### What you need to do
In the data below, find the line that contains "Query: shrub" and the line that contains "Query: white road line". Copy both, plus every line between them, exactly.
□ □ □ □ □
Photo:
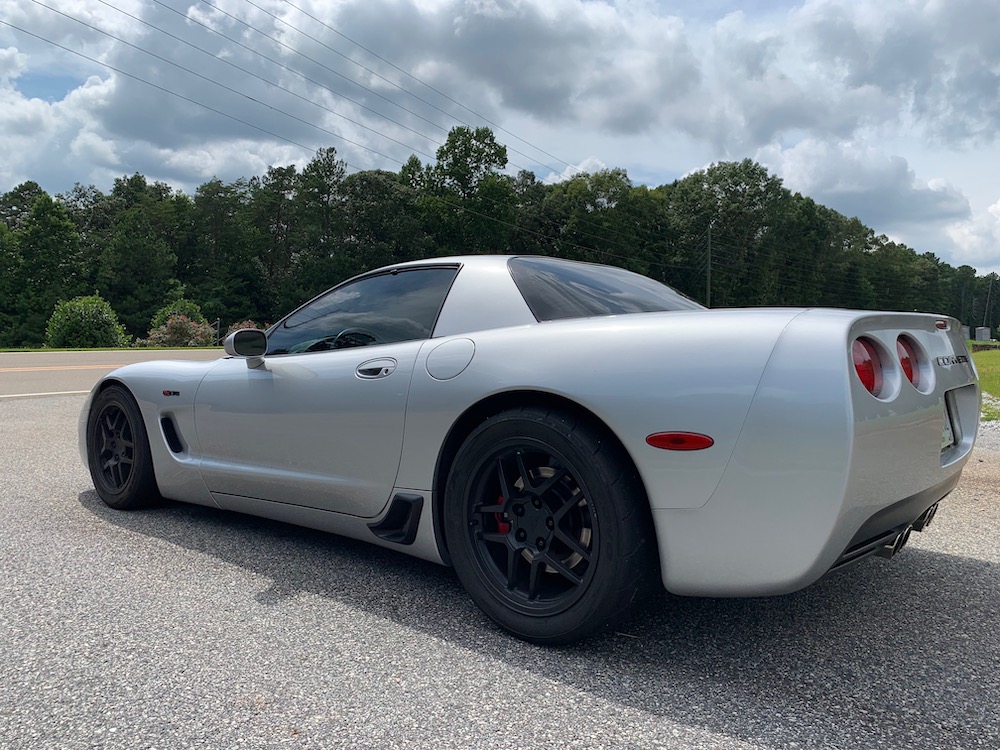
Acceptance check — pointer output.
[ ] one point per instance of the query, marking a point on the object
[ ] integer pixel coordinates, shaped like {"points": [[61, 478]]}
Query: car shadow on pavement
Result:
□ □ □ □ □
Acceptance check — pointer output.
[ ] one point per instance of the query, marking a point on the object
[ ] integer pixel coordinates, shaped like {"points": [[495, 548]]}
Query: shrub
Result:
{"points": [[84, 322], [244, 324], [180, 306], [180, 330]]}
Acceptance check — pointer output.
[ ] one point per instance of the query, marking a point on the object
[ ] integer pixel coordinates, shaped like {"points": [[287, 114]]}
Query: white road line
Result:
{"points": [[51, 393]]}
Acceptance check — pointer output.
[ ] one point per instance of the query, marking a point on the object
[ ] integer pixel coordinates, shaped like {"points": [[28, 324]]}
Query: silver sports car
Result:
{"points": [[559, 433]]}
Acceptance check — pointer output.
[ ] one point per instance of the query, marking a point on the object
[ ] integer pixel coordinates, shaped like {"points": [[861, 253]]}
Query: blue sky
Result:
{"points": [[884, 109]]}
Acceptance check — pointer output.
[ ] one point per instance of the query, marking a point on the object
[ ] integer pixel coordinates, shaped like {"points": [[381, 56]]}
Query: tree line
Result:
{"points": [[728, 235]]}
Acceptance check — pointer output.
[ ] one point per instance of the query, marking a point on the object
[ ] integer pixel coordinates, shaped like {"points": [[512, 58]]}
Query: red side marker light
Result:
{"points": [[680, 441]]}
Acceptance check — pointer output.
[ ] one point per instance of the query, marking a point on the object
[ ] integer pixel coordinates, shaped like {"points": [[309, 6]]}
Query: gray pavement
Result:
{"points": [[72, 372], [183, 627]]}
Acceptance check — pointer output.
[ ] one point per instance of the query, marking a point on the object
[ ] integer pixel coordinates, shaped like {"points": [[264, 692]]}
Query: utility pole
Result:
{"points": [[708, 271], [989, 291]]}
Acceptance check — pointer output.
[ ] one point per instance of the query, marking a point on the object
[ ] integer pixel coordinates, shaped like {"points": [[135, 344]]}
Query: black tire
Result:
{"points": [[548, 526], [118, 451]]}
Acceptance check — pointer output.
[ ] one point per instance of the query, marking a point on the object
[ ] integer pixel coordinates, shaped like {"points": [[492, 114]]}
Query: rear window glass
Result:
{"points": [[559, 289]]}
□ □ □ □ □
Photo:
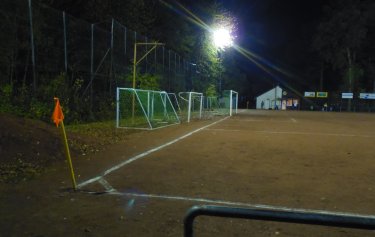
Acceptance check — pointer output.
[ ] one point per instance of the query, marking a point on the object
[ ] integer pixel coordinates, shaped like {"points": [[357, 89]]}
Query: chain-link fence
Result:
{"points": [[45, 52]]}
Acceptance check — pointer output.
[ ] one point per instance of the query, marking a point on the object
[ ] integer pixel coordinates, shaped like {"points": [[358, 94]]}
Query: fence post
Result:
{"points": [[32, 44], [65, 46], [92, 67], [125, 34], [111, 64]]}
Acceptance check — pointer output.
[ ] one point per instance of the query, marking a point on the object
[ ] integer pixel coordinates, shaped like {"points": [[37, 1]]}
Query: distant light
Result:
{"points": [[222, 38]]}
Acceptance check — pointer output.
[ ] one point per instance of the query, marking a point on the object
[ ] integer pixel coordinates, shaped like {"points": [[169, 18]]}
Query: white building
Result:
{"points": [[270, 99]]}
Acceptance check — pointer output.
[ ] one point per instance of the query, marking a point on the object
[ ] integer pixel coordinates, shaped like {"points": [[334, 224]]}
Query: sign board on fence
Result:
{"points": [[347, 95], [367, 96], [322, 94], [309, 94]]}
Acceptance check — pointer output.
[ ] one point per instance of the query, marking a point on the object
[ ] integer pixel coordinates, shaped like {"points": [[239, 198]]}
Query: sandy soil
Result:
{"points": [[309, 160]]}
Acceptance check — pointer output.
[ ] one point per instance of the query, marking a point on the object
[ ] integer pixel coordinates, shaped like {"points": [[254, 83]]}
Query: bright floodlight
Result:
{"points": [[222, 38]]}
□ □ □ □ □
### Solution
Query: shrub
Result:
{"points": [[84, 322], [244, 324], [180, 306], [180, 330]]}
Acceptance check — pointer output.
[ ] one point per instance of the query, marking a point on the object
[ ] integer pixel coordinates, shaped like {"points": [[287, 114]]}
Query: white road line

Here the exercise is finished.